» HOW TO COMPLETE THIS TASK
Put every line of the entries below into a numbered list, skipping blank lines and leaving out the pictures.

» MATERIAL FOR THIS EXERCISE
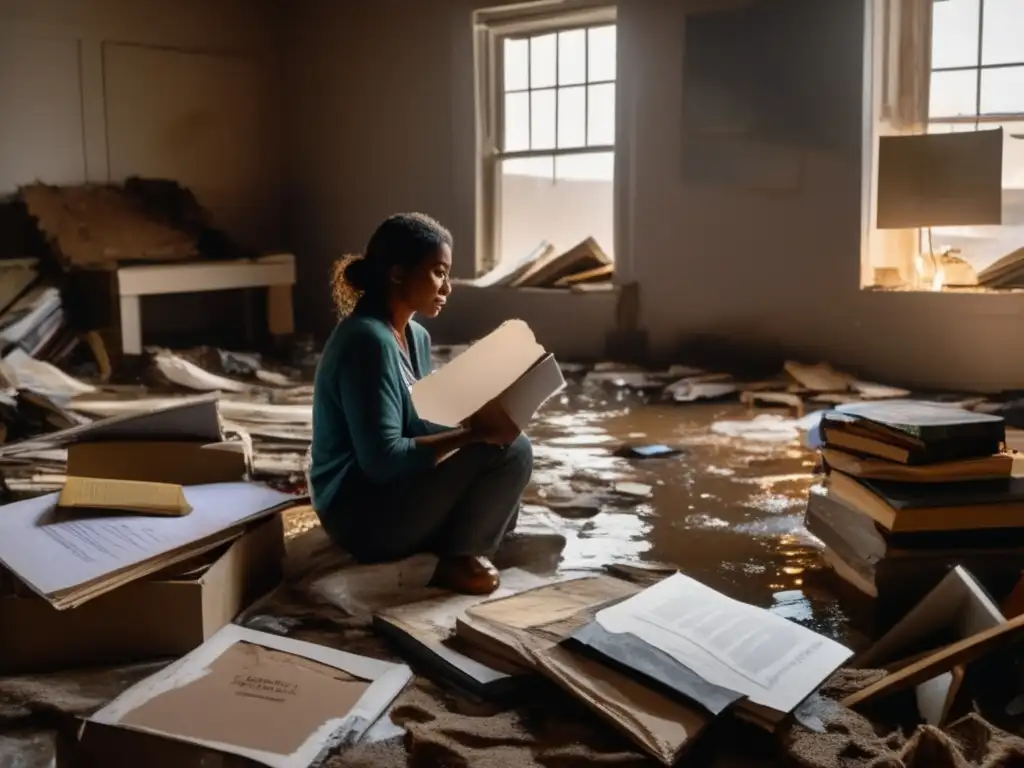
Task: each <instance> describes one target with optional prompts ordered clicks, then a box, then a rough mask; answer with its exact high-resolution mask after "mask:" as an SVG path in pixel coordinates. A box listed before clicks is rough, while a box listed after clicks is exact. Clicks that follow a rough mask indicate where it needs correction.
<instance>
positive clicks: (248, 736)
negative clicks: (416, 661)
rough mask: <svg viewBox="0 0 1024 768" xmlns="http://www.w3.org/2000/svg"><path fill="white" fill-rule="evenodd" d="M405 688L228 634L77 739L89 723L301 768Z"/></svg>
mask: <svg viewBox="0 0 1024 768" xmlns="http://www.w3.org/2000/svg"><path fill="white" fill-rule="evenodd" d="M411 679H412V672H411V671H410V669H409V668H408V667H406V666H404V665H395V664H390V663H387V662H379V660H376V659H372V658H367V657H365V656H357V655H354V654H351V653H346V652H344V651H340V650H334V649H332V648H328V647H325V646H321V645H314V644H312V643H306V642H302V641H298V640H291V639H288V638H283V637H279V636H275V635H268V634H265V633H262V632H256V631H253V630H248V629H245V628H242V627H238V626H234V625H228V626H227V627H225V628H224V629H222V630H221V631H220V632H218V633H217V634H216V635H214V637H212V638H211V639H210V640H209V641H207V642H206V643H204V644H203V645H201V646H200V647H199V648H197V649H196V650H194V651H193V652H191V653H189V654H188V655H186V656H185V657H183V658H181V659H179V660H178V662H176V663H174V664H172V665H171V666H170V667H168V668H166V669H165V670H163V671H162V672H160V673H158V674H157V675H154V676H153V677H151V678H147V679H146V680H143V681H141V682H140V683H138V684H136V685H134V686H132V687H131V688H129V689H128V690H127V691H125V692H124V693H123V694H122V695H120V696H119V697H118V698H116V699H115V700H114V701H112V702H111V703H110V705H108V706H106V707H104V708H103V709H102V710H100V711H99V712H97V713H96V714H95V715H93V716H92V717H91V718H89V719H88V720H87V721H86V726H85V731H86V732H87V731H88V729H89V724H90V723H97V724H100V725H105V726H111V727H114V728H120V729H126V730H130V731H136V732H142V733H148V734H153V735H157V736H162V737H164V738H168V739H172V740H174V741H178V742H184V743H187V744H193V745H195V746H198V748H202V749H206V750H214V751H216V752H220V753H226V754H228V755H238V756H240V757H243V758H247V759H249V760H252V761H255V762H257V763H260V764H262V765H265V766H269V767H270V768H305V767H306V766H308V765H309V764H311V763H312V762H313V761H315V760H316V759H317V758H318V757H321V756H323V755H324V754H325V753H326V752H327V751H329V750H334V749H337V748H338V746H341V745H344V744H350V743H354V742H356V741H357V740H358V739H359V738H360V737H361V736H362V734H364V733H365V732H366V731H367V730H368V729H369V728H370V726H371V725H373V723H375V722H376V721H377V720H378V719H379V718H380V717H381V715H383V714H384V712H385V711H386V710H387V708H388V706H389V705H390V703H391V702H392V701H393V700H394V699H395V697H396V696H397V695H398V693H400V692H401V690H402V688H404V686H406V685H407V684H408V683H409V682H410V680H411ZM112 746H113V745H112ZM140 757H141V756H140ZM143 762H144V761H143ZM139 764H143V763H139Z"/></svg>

» ANSWER SPACE
1. Task: each <instance> describes one target with optional prompts ordered clicks, then a box, then a rough mask; answer with its exact high-resolution mask after "mask:" as an SVG path in pixel coordinates. A box listed before clicks is rough, while a box listed after clicks is exact. Clicks that follow a rough mask indicate where it needs correction.
2. <instance>
3. positive clicks: (248, 736)
4. negative clicks: (416, 661)
5. rough mask: <svg viewBox="0 0 1024 768" xmlns="http://www.w3.org/2000/svg"><path fill="white" fill-rule="evenodd" d="M405 688L228 634L77 739L89 723L301 768Z"/></svg>
6. mask: <svg viewBox="0 0 1024 768" xmlns="http://www.w3.org/2000/svg"><path fill="white" fill-rule="evenodd" d="M411 679H412V672H411V671H410V669H409V668H408V667H406V666H404V665H395V664H390V663H387V662H379V660H376V659H372V658H367V657H365V656H357V655H354V654H351V653H346V652H344V651H340V650H334V649H332V648H328V647H325V646H321V645H314V644H312V643H306V642H302V641H298V640H291V639H288V638H283V637H279V636H275V635H268V634H265V633H262V632H256V631H253V630H248V629H245V628H242V627H238V626H234V625H228V626H227V627H225V628H224V629H222V630H221V631H220V632H218V633H217V634H216V635H214V637H212V638H211V639H210V640H209V641H207V642H206V643H204V644H203V645H201V646H200V647H199V648H197V649H196V650H194V651H193V652H191V653H189V654H188V655H186V656H185V657H183V658H181V659H179V660H178V662H176V663H174V664H172V665H171V666H170V667H168V668H166V669H165V670H163V671H162V672H160V673H158V674H157V675H154V676H153V677H151V678H147V679H146V680H143V681H141V682H140V683H138V684H136V685H134V686H132V687H131V688H129V689H128V690H127V691H125V692H124V693H123V694H122V695H120V696H119V697H118V698H116V699H115V700H114V701H112V702H111V703H110V705H108V706H106V707H104V708H103V709H102V710H100V711H99V712H97V713H96V714H95V715H93V716H92V717H91V718H89V719H88V720H87V721H86V726H85V731H86V732H87V731H88V729H89V724H90V723H97V724H100V725H105V726H111V727H114V728H120V729H126V730H130V731H136V732H142V733H148V734H153V735H157V736H162V737H164V738H168V739H172V740H174V741H178V742H184V743H187V744H193V745H195V746H198V748H202V749H206V750H214V751H216V752H220V753H226V754H228V755H238V756H240V757H243V758H247V759H249V760H252V761H255V762H257V763H260V764H262V765H265V766H269V767H270V768H305V767H306V766H308V765H309V764H311V763H312V762H313V761H315V760H316V759H317V758H318V757H321V756H323V755H324V754H325V753H326V752H327V751H329V750H334V749H337V748H338V746H341V745H344V744H350V743H354V742H356V741H357V740H358V739H359V738H360V737H361V736H362V734H364V733H365V732H366V731H367V730H368V729H369V728H370V726H371V725H373V723H375V722H376V721H377V720H378V719H379V718H380V717H381V715H383V714H384V712H385V711H386V710H387V708H388V706H389V705H390V703H391V702H392V701H393V700H394V699H395V697H396V696H397V695H398V693H400V692H401V690H402V688H404V686H406V685H407V684H408V683H409V682H410V680H411ZM112 746H113V745H112ZM140 757H141V756H140ZM143 762H144V761H143ZM139 764H143V763H139Z"/></svg>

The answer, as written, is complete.